----- Input material -----

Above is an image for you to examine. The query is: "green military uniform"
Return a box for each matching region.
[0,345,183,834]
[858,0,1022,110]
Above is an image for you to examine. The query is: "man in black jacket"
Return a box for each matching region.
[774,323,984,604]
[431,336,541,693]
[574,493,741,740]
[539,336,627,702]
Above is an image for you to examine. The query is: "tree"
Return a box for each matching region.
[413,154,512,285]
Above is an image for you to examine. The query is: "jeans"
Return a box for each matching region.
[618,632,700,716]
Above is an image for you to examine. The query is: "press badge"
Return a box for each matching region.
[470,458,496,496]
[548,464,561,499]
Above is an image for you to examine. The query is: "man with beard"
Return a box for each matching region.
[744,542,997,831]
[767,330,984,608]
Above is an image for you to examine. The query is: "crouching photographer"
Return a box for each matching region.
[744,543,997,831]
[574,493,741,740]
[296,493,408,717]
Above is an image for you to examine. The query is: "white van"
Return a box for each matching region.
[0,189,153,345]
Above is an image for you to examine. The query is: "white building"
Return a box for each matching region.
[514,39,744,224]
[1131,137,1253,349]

-----

Work to be completed: Find each line of the data above that contains the word "image", and copy those lines.

Exercise answer:
Above is an image for you to examine. The query is: "green military uniform"
Above is an image for you to examine. The query is: "man in black jacket"
Above is an image for you to examine. The query is: "tree"
Above is an image for you to examine. The query is: "jeans"
Above is an image for you to examine. The query is: "press badge"
Above is an image for you to examine. The query is: "man with beard"
Above is an image for you to examine. The query is: "crouching photographer"
Above is an image for you to examine. The query is: "white van"
Above is an image for you to examine. The query is: "white building"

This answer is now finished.